◆ **Records for this exercise**
····················
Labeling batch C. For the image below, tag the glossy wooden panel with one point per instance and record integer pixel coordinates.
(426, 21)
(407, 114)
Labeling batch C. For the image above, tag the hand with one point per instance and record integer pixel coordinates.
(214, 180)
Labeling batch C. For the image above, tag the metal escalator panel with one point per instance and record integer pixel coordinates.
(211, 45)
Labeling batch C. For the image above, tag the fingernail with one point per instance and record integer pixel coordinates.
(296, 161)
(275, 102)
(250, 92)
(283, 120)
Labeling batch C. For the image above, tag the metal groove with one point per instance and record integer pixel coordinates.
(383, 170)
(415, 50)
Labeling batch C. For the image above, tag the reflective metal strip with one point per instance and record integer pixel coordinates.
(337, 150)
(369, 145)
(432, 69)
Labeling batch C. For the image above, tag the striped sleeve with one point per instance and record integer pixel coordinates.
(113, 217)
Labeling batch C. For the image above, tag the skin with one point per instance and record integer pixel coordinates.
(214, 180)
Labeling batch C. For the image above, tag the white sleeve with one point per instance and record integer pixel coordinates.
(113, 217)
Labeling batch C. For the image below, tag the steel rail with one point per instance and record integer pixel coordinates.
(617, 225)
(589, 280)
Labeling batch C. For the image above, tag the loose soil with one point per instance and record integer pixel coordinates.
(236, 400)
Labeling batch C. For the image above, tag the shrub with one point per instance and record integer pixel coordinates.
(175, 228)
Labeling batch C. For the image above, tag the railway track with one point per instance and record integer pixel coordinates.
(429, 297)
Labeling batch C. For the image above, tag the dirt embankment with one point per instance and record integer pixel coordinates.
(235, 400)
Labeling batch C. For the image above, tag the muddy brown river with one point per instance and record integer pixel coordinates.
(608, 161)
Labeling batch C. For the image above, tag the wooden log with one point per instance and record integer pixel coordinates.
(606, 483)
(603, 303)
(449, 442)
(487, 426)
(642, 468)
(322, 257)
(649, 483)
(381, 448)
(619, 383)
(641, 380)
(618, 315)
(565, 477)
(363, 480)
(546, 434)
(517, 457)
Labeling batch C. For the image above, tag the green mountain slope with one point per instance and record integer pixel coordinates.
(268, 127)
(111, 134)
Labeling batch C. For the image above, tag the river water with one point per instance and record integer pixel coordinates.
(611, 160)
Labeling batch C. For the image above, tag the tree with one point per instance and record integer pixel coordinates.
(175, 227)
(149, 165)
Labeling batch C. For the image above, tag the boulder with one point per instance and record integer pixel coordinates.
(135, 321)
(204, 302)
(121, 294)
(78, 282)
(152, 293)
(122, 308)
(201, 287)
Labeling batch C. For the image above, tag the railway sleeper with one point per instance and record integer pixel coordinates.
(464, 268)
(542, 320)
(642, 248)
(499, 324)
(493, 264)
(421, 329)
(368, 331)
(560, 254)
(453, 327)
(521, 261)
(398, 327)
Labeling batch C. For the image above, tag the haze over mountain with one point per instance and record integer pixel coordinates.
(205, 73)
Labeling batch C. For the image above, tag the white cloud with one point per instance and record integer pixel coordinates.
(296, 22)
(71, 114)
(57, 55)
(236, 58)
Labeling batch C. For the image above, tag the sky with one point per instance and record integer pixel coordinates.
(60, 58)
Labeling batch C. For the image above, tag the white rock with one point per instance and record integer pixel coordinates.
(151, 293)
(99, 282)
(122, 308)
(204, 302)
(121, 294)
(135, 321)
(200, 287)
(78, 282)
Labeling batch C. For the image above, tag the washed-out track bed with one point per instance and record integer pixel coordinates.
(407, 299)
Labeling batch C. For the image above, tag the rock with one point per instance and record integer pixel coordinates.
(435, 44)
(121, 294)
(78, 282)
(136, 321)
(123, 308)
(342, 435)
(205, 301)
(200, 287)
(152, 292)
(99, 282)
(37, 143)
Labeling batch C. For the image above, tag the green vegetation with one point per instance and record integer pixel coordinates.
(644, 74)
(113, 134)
····················
Copy every line exactly. Leave nothing out.

◆ **Answer to the problem**
Labeling batch C. For the image below, tag the glossy wooden panel with one point per instance and record integer pixel coordinates.
(426, 21)
(407, 114)
Labeling batch C. For the image above, tag the hand with one point per instance and record integer pixel coordinates.
(214, 180)
Labeling batch C. For the image above, tag the metal escalator panel with one point per instance and record integer pixel coordinates.
(211, 45)
Labeling batch C. For the image above, tag the fingernail with one point per instance and record integer pixel coordinates.
(296, 161)
(275, 102)
(250, 92)
(283, 120)
Labeling batch C. For the image above, tag the metal groove with one point per instance and record integer pixel coordinates.
(383, 170)
(415, 50)
Labeling batch C. For the image above, tag the reflective metal strip with one point per instance and record integer pixel coordinates.
(337, 150)
(369, 145)
(432, 69)
Labeling batch C. For the image above, tag the striped sleeve with one point per instance and record integer pixel coordinates.
(113, 217)
Labeling batch C. For the image above, tag the skin with one point per instance and record integer pixel coordinates.
(214, 180)
Labeling batch C. For the image above, tag the white sleeve with one point per instance and record integer pixel coordinates.
(113, 217)
Labeling batch C. For the image below, tag the steel rail with one point per instance and record integer pixel coordinates.
(617, 225)
(589, 280)
Labeling batch C. For the image above, tag the loose soil with one point per instance and record integer pixel coordinates.
(236, 400)
Labeling batch C. For the image above, tag the shrub with one point per instance and record integer pixel coordinates.
(175, 228)
Labeling batch C. For the image above, tag the railway track with one point per instance and record integer pixel coordinates.
(429, 297)
Labeling batch C. For the image above, tag the dirt embankment with one point per instance and record integer pixel coordinates.
(235, 400)
Labeling batch C. For the image above, tag the muddy brown river with one point per instance and record integer pixel coordinates.
(608, 161)
Labeling batch C. For the image above, tag the wooden log with one point per instance and record integer pixel coordinates.
(606, 483)
(603, 303)
(449, 442)
(487, 426)
(642, 468)
(322, 257)
(649, 483)
(381, 448)
(619, 383)
(641, 380)
(618, 315)
(565, 477)
(363, 480)
(546, 434)
(517, 457)
Labeling batch C. For the image above, tag the green mountain slope with one point per instance and record integer pixel coordinates.
(268, 127)
(111, 134)
Labeling batch C. For the image above, tag the river water with one point per instance and record integer pixel coordinates.
(611, 160)
Labeling batch C. For the image above, tag the tree with one point per instance and record integer pixel coordinates.
(175, 227)
(149, 165)
Labeling batch C. For the image above, tag the boulder with one point per instance and record integer pixel coordinates.
(135, 321)
(204, 302)
(121, 294)
(78, 282)
(152, 293)
(122, 308)
(201, 287)
Labeling batch C. For the image above, tag the railway sleeper with one point per instance and record integer pixel coordinates.
(464, 268)
(542, 320)
(642, 248)
(499, 324)
(493, 264)
(421, 329)
(368, 331)
(560, 254)
(453, 327)
(521, 261)
(398, 327)
Labeling batch C. For the image above, tag the haze over mountain with one point per instance and record integer pixel coordinates.
(205, 73)
Labeling batch C. For the image above, tag the white cloud with one point per instance and record integer pixel coordinates.
(296, 22)
(71, 114)
(57, 55)
(236, 58)
Labeling batch C. For the image above, tag the sky with one point per instance and record integer pixel coordinates.
(60, 58)
Labeling batch C. For the image above, tag the white rock with one point per instance and record integer pixel coordinates.
(151, 293)
(99, 282)
(122, 308)
(204, 302)
(121, 294)
(135, 321)
(200, 287)
(78, 282)
Labeling batch C. For the image above, tag the washed-out track bed with one point per instance and record integer pixel coordinates.
(407, 299)
Labeling batch C. For the image above, tag the rock with one point per instance and record integer pixel coordinates.
(435, 44)
(121, 294)
(78, 282)
(136, 321)
(123, 308)
(342, 435)
(205, 301)
(200, 287)
(152, 292)
(99, 282)
(37, 143)
Labeling batch C. For the image above, tag the green vegetation with one point per instance and record integer pixel coordinates.
(644, 74)
(113, 134)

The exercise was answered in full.